### What the task requires
Where the records hold the string "purple", show the whole line it sits on.
####
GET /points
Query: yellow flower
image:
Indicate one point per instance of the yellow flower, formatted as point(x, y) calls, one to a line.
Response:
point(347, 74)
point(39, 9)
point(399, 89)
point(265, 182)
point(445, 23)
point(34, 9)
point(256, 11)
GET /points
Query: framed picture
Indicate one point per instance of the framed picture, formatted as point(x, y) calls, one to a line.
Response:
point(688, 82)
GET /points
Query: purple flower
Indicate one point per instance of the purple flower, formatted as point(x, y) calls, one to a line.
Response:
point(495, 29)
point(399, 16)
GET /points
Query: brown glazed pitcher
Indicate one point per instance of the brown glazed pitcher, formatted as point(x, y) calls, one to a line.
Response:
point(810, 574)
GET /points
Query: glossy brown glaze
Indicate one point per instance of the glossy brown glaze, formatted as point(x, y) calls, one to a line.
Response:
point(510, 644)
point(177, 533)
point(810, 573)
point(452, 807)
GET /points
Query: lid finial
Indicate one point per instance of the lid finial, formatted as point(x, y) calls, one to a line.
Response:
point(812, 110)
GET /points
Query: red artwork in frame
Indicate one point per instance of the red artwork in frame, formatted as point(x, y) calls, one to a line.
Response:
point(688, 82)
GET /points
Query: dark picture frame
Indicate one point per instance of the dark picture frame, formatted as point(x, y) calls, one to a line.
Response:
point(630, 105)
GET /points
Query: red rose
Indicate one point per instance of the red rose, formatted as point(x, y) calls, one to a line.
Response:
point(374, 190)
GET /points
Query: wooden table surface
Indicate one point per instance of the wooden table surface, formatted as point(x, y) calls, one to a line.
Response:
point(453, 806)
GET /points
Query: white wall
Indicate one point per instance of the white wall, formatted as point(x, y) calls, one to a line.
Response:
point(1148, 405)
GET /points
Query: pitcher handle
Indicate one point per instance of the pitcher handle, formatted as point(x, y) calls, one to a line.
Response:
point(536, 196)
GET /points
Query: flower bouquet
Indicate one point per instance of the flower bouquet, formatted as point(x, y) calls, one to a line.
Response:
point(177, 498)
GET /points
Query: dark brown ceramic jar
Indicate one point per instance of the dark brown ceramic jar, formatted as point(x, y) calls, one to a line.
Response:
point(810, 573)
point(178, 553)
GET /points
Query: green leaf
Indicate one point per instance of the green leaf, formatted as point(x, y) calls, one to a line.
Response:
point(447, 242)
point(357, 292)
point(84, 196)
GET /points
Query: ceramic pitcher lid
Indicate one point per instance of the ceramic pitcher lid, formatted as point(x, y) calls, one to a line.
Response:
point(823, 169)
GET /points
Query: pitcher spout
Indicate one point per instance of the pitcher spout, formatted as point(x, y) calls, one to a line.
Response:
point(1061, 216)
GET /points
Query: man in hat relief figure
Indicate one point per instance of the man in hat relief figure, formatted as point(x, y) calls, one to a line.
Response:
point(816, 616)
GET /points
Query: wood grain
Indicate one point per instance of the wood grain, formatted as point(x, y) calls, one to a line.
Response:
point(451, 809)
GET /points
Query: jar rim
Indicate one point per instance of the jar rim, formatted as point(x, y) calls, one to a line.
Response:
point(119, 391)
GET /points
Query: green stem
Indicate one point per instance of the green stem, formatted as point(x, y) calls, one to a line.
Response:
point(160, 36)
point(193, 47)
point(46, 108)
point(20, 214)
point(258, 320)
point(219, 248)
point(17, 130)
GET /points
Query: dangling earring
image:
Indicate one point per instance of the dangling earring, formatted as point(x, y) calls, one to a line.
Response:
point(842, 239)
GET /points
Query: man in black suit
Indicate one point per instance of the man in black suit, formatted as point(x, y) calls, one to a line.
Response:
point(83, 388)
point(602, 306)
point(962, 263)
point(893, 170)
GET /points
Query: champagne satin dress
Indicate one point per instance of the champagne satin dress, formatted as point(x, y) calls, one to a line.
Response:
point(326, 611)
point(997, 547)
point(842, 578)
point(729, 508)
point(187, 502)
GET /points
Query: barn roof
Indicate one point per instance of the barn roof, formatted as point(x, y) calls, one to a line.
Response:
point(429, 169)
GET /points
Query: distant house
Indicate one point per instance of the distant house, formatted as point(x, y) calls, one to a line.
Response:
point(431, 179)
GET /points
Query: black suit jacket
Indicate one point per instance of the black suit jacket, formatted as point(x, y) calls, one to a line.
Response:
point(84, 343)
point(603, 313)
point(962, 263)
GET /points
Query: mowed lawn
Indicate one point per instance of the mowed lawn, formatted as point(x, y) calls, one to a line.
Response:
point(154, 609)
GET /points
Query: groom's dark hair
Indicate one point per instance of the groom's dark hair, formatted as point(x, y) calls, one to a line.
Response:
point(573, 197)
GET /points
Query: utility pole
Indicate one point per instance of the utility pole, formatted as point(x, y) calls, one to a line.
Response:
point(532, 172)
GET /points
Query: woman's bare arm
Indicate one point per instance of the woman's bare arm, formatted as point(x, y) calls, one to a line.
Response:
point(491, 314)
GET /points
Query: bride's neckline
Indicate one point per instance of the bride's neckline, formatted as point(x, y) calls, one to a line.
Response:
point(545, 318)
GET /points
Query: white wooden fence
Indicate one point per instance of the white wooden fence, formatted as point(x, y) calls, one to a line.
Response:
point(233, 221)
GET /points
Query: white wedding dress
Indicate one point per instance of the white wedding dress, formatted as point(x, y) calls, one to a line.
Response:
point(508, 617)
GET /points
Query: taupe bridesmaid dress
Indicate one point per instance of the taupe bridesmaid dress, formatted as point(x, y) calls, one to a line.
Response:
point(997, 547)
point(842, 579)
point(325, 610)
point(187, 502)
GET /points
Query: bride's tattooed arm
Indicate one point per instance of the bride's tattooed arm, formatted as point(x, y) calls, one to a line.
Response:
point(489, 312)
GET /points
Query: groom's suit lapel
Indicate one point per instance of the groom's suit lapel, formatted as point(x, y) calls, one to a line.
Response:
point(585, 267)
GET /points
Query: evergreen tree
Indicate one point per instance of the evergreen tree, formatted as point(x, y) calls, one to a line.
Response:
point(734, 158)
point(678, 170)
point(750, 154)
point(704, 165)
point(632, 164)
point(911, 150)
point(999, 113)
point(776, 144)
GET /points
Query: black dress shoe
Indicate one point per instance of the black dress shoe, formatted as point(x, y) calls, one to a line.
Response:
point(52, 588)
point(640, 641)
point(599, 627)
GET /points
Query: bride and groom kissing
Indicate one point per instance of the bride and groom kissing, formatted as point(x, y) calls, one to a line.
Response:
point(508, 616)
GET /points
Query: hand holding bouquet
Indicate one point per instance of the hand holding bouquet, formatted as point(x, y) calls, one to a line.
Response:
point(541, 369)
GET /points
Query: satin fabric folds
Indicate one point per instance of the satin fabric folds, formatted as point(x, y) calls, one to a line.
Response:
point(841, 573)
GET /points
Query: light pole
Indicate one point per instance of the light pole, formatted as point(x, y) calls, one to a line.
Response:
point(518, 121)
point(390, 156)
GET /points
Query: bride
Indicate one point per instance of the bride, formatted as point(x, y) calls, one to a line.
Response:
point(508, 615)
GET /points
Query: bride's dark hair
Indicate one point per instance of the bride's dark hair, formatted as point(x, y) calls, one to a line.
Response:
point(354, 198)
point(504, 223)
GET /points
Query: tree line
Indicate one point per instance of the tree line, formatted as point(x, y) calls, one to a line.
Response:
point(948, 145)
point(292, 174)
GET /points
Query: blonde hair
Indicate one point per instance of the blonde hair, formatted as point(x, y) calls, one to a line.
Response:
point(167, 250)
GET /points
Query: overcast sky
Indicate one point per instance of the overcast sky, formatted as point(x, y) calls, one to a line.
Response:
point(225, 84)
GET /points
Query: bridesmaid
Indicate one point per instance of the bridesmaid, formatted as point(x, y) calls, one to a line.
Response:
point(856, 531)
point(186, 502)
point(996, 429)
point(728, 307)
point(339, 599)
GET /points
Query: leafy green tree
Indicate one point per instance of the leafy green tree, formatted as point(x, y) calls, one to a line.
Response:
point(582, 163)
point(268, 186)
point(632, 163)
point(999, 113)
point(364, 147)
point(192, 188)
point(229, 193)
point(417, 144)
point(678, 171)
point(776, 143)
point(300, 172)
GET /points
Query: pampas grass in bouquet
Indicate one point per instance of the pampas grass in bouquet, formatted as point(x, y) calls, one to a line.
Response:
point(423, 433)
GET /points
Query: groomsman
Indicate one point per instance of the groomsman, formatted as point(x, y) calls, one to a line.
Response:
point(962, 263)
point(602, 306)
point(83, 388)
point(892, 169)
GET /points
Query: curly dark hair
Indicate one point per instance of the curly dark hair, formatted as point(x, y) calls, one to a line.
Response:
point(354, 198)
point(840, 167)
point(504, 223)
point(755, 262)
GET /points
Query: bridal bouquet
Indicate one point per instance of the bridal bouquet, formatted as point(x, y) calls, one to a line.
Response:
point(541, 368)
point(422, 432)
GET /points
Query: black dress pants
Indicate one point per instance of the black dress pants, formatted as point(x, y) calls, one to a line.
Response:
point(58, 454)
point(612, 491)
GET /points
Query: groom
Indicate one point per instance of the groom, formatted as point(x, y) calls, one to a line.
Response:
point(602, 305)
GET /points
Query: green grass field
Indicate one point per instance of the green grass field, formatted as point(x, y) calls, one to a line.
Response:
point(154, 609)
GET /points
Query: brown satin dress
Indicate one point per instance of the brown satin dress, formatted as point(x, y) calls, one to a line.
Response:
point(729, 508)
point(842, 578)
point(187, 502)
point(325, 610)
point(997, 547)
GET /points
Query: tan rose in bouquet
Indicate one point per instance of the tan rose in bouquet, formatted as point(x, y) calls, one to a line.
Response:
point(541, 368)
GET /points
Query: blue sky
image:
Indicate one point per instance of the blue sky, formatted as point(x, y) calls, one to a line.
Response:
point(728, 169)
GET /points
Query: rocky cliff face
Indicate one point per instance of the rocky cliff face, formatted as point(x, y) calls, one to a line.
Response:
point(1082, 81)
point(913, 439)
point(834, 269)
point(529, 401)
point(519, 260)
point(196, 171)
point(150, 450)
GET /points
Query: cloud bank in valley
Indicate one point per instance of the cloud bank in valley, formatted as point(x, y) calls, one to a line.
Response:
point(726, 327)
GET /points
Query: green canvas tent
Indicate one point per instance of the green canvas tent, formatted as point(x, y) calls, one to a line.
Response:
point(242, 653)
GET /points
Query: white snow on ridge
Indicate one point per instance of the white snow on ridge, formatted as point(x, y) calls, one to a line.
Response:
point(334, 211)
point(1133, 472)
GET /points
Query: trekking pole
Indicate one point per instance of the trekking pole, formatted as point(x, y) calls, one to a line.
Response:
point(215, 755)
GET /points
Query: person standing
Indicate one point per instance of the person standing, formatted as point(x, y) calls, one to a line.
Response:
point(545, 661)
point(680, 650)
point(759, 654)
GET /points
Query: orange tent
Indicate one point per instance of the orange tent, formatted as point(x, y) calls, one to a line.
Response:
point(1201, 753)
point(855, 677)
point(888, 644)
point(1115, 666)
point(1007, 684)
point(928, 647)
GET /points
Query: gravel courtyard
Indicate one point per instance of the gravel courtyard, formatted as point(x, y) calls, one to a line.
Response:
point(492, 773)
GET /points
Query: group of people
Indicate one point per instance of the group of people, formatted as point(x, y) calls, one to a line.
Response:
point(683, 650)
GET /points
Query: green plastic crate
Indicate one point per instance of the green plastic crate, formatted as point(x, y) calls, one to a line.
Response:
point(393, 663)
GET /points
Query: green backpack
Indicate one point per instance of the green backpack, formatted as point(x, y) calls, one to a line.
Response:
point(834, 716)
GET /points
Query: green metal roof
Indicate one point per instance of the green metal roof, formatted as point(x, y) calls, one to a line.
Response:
####
### Written solution
Query: purple flower
Indicate one point per instance of the purple flower, formatted as point(x, y) calls, one to a line.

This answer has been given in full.